*Problem details*
Nothing but the records, repeated word for word and free of pictures, belongs in the answer.
===== Provided data
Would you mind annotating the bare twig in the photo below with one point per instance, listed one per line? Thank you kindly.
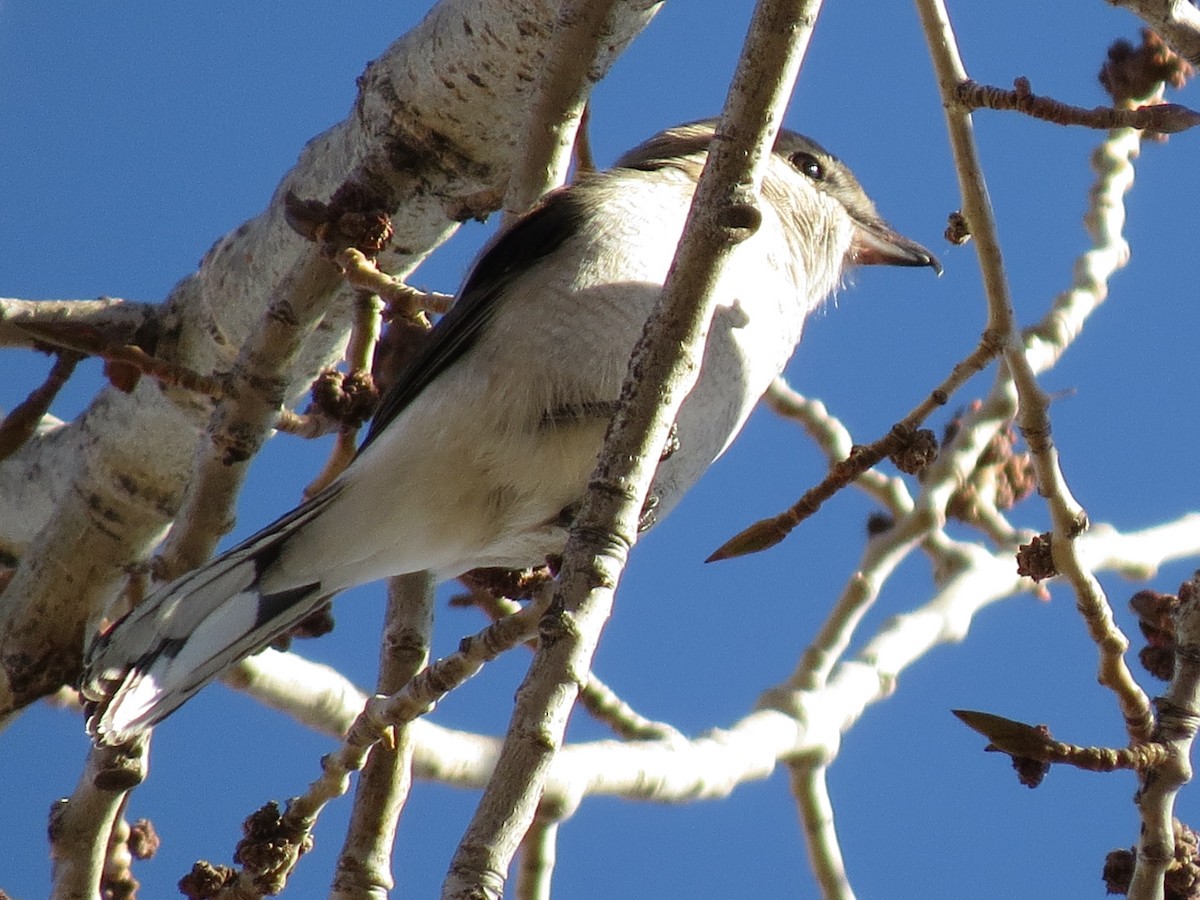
(22, 423)
(408, 301)
(1176, 21)
(241, 423)
(557, 107)
(1162, 118)
(90, 341)
(539, 852)
(769, 532)
(811, 792)
(82, 826)
(1179, 714)
(118, 319)
(364, 867)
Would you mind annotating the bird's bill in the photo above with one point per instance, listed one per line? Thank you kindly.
(876, 244)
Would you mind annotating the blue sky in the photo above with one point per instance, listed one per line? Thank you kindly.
(133, 141)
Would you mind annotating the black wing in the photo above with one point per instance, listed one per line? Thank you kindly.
(532, 238)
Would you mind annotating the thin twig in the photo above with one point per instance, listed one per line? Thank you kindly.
(364, 273)
(1162, 118)
(364, 868)
(769, 532)
(539, 852)
(557, 107)
(91, 341)
(24, 419)
(811, 793)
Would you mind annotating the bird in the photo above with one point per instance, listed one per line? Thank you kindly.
(480, 454)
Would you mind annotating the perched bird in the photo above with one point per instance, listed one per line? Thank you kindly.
(481, 451)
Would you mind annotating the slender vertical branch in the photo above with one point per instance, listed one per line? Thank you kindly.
(364, 868)
(664, 366)
(557, 107)
(811, 795)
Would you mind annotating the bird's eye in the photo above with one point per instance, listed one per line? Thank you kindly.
(808, 165)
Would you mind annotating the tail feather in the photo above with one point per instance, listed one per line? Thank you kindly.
(186, 634)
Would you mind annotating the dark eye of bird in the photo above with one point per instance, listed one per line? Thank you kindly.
(808, 163)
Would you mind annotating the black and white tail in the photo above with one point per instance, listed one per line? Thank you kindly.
(187, 633)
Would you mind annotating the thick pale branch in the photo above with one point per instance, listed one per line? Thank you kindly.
(427, 136)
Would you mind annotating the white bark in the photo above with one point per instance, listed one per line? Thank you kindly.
(432, 135)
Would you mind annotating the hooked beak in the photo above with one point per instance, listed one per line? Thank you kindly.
(876, 244)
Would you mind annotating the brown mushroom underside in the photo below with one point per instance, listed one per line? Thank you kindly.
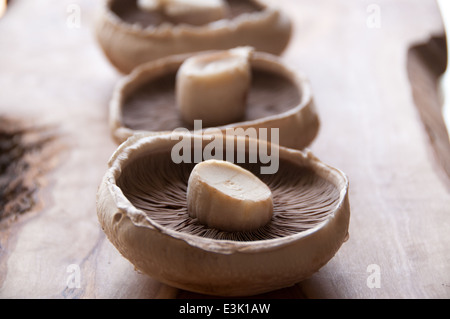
(152, 107)
(157, 186)
(131, 14)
==========
*Expected answer*
Would you mind annotating the bare twig in the photo below with one point per instance, listed one per line? Thank you kindly.
(22, 423)
(408, 301)
(1176, 21)
(241, 423)
(557, 107)
(1162, 118)
(90, 341)
(539, 852)
(769, 532)
(811, 792)
(82, 826)
(1179, 714)
(118, 319)
(364, 867)
Would you mind annotating the bird's bill in the photo above with one point per instance, listed one per line? Thank you kindly.
(876, 244)
Would you mind annotating the blue sky in the photo above with one point per instance, listed one per line? Thank you kindly.
(133, 141)
Would you mind annotating the black wing in the photo above with one point per instance, listed one per line? Thank you kindly.
(532, 238)
Would you mind annotating the thin twig in the photo above with one point per instance, listed one per line? Thank you kindly.
(364, 273)
(1162, 118)
(364, 868)
(769, 532)
(539, 852)
(557, 107)
(91, 341)
(24, 419)
(811, 793)
Would you mind annotating the bird in the photo above with one point per instance, listed one per line? Thank you kindly.
(480, 454)
Would you mind annotating the perched bird in the photo above with one point per instance, listed one per line? Thank you kindly.
(481, 451)
Would you mind annotating the slender vertical branch in the photo above with one point per instance, listed one per line? Thank you kindly.
(364, 868)
(664, 366)
(557, 107)
(811, 795)
Would you mind annotating the bird's eye in the photo above with one point per instance, listed one per line? Thank you kindly.
(808, 165)
Would you mind annotating the tail feather in the photo above with one point per instance, listed one per line? Thank you kindly.
(186, 634)
Would you mind annotating the dark eye of bird in the photo above with one point per instance, listed one per line? Thank you kindly.
(808, 163)
Would you mind annotating the black and white tail in the photo above with one point per instance, listed one per line? Thank you kindly.
(187, 633)
Would you mind annotating the thick pale branch in the photo above with one point per instance, listed one per line? Thank you kindly.
(427, 136)
Would you mind annotating the white bark in the photo above with one point per instance, listed one per line? Thank you kindly.
(432, 135)
Would you mind annotating the hooked beak in the photo above with one point per instance, listed one per line? Thank you kindly.
(876, 244)
Would you mind annotating the brown mushroom underside in the photo below with one point per instance, listed one per line? Thank you kindly.
(152, 107)
(157, 186)
(131, 14)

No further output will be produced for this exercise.